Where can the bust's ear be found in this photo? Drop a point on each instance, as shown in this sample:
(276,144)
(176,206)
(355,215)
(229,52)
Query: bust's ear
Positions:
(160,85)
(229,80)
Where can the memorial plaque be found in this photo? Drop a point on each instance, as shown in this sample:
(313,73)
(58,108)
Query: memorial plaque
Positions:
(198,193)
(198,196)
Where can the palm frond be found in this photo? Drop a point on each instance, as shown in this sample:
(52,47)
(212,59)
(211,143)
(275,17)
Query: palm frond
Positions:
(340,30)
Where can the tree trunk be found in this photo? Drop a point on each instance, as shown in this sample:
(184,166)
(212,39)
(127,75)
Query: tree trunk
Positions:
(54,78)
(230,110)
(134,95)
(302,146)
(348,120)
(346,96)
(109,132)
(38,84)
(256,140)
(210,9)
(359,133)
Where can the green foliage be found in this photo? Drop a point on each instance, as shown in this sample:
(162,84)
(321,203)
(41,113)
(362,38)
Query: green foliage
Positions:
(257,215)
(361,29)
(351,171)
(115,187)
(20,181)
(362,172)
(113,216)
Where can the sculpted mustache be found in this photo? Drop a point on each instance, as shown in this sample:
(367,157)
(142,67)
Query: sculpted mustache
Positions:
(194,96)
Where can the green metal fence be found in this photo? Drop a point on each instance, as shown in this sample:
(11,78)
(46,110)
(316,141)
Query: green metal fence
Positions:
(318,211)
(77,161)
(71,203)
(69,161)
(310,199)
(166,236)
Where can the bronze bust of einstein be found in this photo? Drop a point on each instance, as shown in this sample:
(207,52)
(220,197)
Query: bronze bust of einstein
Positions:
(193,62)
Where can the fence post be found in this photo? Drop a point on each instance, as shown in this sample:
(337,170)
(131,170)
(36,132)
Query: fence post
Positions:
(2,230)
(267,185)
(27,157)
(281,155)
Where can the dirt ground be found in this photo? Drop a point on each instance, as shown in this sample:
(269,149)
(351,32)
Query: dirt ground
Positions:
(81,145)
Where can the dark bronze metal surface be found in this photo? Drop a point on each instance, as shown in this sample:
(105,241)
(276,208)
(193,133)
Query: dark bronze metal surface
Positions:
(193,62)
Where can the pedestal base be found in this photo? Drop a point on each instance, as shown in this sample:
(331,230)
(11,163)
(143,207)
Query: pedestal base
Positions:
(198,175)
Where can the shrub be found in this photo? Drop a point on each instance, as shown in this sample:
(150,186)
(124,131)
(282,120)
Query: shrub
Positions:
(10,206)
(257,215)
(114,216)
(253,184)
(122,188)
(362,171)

━━━━

*EXERCISE TASK*: Every line above needs to be retyped exactly.

*EXERCISE SOLUTION*:
Where can the bust's ear be found in this photo? Drop a point on each instance, as shown in this sample:
(276,144)
(176,206)
(355,215)
(229,52)
Query: bust's ear
Positions:
(160,85)
(229,80)
Where can the memorial plaque be found in this photo? Drop a point on each instance, as shown in this sample:
(313,73)
(58,108)
Query: memorial plaque
Positions:
(198,193)
(198,196)
Where can the palm frond be found in this photo? Drop a point on each instance, as shown in this sample:
(52,47)
(212,59)
(211,143)
(275,17)
Query: palm frond
Positions:
(340,30)
Where can the tree trunk be found in this photo? Drop a point on each instance, as shown in this sample:
(184,166)
(212,39)
(127,75)
Query: tree trunk
Positions:
(54,78)
(230,110)
(134,95)
(302,146)
(348,120)
(346,96)
(109,132)
(38,84)
(256,140)
(210,9)
(359,133)
Where can the green foliage be found in this photo? Drop a point on each instance, as shown in this sample:
(162,84)
(321,203)
(41,113)
(362,38)
Query: green foliage
Positions:
(257,215)
(361,29)
(351,171)
(115,187)
(20,181)
(362,172)
(113,216)
Where can the sculpted mustache be found in this photo? Drop a point on each instance, as shown in this sample:
(367,157)
(142,67)
Query: sculpted mustache
Positions:
(194,96)
Where can the green metal fence be found in this photo? Drop a point on each instance, as shown in this sample:
(11,78)
(46,110)
(316,141)
Query: green metal fence
Positions:
(318,211)
(77,161)
(71,203)
(69,161)
(310,199)
(166,236)
Where can the bronze bust of einstein be found in this photo? Drop a point on each instance, as shown in this sample:
(207,52)
(220,197)
Query: bronze bust of einstein
Positions:
(193,62)
Where can the fence post be found in this photo? Drop a point on each instance, as shown in this sample:
(337,170)
(131,170)
(36,132)
Query: fence post
Positions:
(2,230)
(267,185)
(27,157)
(281,155)
Where can the dirt ground be found in this photo? Drop a point on each instance, as shown in this sample:
(269,149)
(351,32)
Query: dirt ground
Positions:
(81,145)
Where can the dark bronze metal surface be found in this photo? Drop a point on each instance, as shown in this sample:
(105,241)
(276,208)
(193,133)
Query: dark bronze metal surface
Positions:
(193,62)
Where can the pedestal base be found in this photo? Drop a point on each instance, as shown in this sample:
(331,230)
(11,163)
(143,207)
Query: pedestal base
Positions:
(198,175)
Where can the shrub be found in this photo? Drop a point on each instance, as shown in this sample:
(150,186)
(124,131)
(282,120)
Query: shrub
Positions:
(10,206)
(257,215)
(114,216)
(253,184)
(122,188)
(362,171)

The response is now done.